◆ DATI DELL'ESERCIZIO:
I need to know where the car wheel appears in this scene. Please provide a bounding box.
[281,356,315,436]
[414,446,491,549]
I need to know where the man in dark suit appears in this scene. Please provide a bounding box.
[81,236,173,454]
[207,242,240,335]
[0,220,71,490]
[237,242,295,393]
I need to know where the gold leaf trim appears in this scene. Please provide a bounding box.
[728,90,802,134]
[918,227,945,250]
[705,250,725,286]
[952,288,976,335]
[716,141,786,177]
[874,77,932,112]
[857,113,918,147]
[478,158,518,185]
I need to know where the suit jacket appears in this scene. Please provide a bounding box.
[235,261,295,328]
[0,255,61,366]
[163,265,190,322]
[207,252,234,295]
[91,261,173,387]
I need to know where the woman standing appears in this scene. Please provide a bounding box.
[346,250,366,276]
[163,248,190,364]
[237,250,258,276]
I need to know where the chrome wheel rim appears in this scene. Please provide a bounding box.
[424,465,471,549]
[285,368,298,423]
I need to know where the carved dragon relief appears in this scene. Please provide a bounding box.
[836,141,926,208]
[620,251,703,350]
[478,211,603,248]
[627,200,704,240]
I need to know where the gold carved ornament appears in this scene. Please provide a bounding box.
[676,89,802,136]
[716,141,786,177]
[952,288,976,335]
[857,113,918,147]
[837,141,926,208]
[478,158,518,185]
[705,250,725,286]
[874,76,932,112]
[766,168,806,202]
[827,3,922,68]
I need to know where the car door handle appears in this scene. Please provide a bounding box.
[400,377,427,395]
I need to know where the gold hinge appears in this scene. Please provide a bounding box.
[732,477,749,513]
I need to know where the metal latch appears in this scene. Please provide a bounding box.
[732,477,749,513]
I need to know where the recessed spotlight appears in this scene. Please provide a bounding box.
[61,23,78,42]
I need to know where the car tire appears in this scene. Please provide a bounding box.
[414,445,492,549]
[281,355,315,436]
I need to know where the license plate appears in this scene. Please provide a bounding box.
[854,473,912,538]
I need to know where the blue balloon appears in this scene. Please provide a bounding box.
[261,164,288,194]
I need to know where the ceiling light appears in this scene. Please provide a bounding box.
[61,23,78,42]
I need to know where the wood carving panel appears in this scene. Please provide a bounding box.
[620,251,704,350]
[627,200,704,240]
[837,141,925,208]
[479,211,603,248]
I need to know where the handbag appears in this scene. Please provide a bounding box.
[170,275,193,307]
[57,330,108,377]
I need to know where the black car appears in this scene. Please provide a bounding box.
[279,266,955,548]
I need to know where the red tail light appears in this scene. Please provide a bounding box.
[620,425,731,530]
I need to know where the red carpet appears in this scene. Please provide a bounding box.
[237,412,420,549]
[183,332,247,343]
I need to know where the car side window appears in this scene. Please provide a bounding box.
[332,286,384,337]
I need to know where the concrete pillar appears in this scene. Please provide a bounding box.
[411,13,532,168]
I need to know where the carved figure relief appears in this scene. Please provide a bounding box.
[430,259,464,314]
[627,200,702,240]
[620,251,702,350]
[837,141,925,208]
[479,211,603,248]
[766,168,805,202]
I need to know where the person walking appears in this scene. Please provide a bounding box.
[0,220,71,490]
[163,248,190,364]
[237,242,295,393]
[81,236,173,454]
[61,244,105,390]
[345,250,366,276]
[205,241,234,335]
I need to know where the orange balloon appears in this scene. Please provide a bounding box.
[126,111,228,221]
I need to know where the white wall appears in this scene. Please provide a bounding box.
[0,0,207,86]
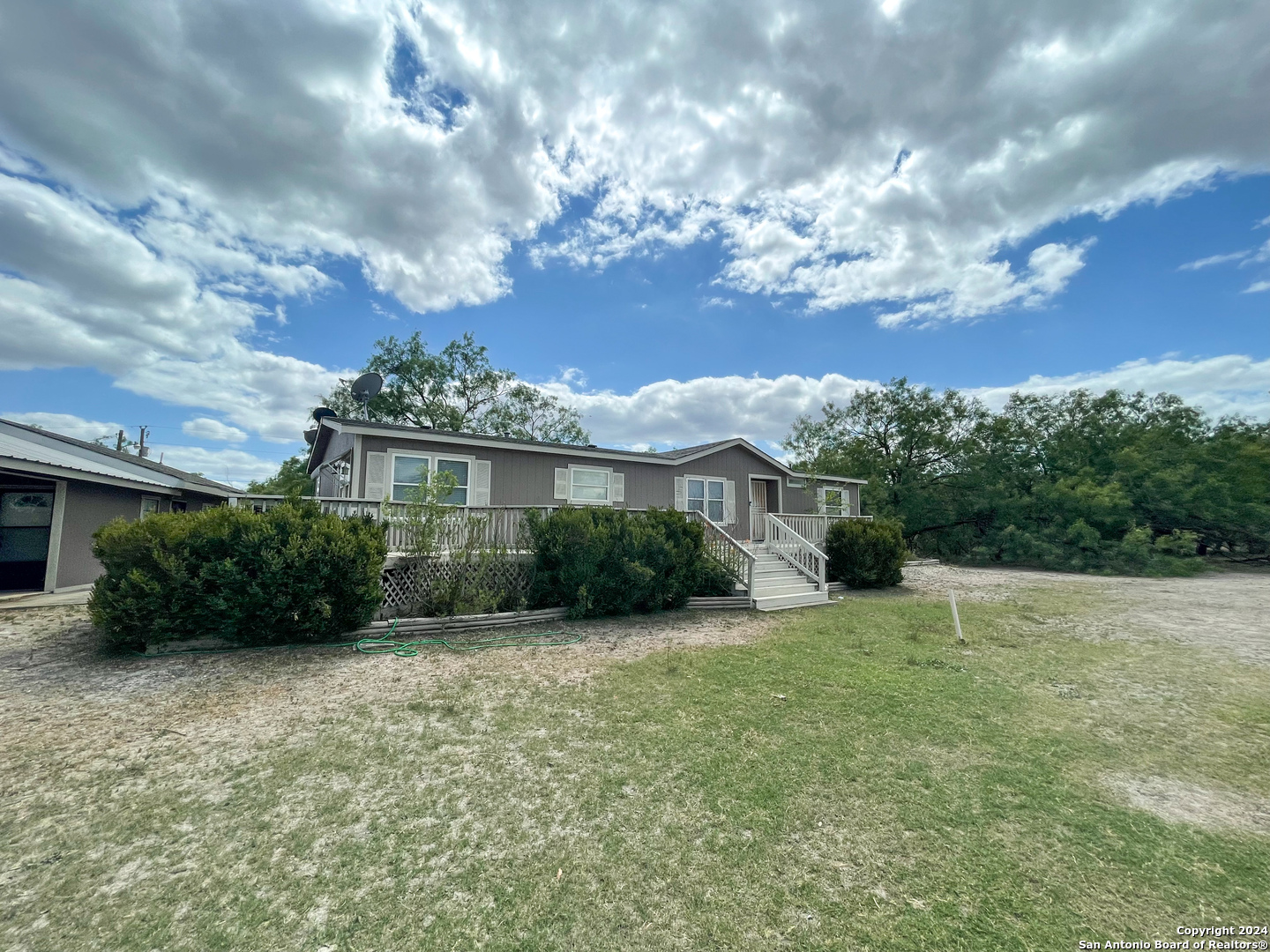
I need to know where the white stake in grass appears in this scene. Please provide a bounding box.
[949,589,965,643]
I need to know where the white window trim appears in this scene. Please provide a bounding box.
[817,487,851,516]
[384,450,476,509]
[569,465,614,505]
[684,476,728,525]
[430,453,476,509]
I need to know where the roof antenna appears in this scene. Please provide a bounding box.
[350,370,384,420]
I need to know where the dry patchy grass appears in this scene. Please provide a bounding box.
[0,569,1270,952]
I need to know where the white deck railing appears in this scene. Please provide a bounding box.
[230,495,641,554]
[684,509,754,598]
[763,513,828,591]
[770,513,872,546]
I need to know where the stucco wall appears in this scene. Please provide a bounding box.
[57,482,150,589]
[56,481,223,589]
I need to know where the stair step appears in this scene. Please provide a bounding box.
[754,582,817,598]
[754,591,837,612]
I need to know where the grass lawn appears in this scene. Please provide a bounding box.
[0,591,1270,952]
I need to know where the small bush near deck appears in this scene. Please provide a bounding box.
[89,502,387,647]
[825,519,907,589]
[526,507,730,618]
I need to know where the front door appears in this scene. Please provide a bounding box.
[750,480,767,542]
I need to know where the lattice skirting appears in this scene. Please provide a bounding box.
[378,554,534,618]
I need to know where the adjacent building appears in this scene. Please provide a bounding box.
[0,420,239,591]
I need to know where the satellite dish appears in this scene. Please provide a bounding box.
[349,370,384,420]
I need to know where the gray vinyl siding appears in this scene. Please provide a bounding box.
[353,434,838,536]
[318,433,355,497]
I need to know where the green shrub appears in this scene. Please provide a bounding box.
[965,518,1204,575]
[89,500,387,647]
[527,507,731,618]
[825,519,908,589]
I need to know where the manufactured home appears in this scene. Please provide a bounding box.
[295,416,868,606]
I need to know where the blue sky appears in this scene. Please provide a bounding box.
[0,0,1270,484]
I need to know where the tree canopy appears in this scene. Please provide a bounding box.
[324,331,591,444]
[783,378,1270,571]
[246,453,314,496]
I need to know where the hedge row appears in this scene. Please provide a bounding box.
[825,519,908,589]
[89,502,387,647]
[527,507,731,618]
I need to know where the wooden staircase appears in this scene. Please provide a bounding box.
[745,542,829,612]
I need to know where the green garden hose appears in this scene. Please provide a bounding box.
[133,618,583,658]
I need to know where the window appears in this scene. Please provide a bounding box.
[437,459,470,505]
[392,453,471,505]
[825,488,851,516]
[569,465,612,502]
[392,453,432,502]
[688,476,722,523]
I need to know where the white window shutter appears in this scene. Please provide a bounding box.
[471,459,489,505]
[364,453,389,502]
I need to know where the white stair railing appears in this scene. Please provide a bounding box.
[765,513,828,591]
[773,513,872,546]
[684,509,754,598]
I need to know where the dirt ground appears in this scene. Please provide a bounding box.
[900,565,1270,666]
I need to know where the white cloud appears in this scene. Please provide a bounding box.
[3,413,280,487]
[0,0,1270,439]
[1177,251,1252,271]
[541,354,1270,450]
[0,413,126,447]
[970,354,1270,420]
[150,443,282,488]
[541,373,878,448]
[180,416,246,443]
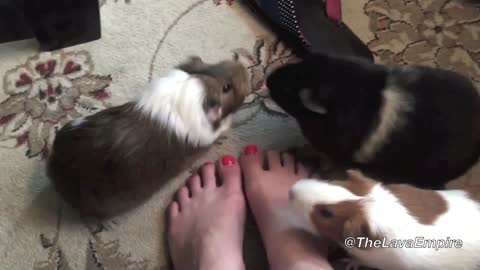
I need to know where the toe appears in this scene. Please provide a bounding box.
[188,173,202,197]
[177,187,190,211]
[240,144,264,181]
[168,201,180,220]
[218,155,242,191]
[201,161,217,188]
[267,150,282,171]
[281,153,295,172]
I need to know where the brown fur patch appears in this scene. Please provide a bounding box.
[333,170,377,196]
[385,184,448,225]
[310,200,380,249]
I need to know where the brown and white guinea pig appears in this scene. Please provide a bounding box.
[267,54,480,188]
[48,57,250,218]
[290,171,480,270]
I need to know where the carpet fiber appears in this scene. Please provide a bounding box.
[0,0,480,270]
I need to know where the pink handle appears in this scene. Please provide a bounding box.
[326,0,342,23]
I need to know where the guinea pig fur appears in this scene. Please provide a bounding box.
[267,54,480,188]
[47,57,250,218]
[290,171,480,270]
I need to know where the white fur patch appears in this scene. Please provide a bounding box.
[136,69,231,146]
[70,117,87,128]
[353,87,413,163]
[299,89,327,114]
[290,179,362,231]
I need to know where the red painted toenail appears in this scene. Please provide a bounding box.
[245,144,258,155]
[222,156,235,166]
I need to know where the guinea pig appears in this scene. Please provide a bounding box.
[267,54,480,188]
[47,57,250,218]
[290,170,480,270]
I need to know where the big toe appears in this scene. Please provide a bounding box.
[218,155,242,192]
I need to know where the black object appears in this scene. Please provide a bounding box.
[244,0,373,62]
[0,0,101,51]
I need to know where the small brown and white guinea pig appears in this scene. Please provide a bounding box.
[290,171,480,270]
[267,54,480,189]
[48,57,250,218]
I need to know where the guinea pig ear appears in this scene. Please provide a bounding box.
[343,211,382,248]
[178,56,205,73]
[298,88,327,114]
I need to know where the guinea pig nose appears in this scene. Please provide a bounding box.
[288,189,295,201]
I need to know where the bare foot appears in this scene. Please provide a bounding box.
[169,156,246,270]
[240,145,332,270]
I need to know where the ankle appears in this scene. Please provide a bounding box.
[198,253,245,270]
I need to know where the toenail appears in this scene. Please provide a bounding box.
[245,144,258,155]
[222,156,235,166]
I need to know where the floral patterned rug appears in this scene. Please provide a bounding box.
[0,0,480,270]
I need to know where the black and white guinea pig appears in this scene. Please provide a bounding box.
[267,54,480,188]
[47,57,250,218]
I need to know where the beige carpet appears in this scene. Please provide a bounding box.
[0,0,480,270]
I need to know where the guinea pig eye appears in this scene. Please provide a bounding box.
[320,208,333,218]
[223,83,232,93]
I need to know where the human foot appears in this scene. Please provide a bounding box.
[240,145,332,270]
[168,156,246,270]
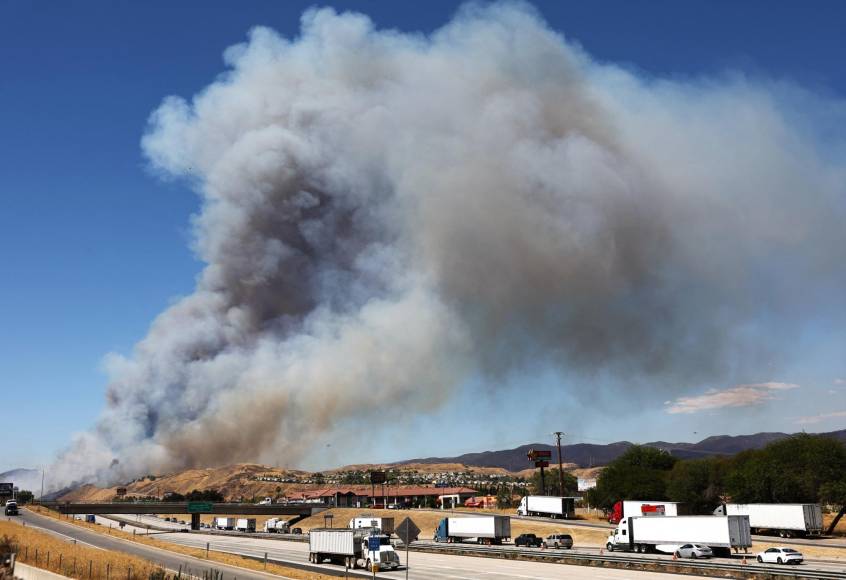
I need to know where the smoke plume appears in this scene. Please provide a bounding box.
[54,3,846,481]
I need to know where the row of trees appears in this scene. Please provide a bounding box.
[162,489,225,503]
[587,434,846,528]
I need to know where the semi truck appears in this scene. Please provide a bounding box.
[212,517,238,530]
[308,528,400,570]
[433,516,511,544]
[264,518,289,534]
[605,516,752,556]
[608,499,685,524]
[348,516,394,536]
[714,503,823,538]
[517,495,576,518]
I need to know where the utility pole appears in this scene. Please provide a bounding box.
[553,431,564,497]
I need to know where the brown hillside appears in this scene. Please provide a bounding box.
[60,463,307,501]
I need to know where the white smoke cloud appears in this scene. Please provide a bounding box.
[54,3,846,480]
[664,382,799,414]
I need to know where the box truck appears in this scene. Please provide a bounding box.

◆ DESCRIZIONE DELL'ESERCIZIO:
Riporta senza modifiche le righe dei record comprese tra quella che contiene "I need to know where the small brown" e quella che contiene "[664,382,799,414]", entrambe incluse. Escludi le immagini dalla risposta.

◆ RISULTATO FINALE:
I need to know where the small brown and white guinea pig appears in this scene. Please provide a bounding box.
[290,171,480,270]
[267,54,480,189]
[48,57,250,218]
I need to know where the guinea pig ear appears in this scene. Please provide a bounding box.
[343,211,382,248]
[178,56,205,73]
[298,88,327,114]
I need to know where the guinea pig nose appears in this scene. Please provide a bounding box.
[288,189,295,201]
I need to know where the bare foot appears in this scene. Please provide a bounding box.
[169,156,246,270]
[240,145,332,270]
I need to know where the ankle appears in this scene. Please provide a bounding box.
[198,253,245,270]
I need to know where the toenail appears in this scene. Please provide a bounding box.
[245,144,258,155]
[222,156,235,166]
I need to know where the floral patterned rug appears in this scene. Please provide a bounding box.
[0,0,480,270]
I need to know where the black and white guinea pig appears in this scene. Please provide a bounding box.
[267,54,480,188]
[47,57,250,218]
I need to know where the beige carpet appears in this scene. Please provide a bounding box.
[0,0,480,270]
I need to know where the guinea pig eye appears in this scene. Please provide a bounding box.
[320,208,333,218]
[223,83,232,93]
I need to know where the human foot appears in this scene. Please provide a bounding box.
[240,145,332,270]
[168,156,246,270]
I need to know where the smoke plume appears in this scene. Please provide a bounding box.
[54,3,846,481]
I need to know where the row of trees appears in this scene. Please provide a bounding box.
[162,489,225,503]
[587,434,846,528]
I need to know where the semi truck appears in this scene. Please provide a bounding box.
[212,517,238,530]
[308,528,400,570]
[433,516,511,544]
[264,518,289,534]
[605,516,752,556]
[608,499,685,524]
[348,516,394,536]
[714,503,823,538]
[517,495,576,518]
I need to know where the utility pole appears in this scene. Please provide a bounding box.
[553,431,564,497]
I need to know where the brown hillside appears in this scene. Please provide a bounding box.
[60,463,307,501]
I need to know where the white smoke cloud appears in this scene. Please provide a bounding box.
[54,3,846,480]
[664,382,799,414]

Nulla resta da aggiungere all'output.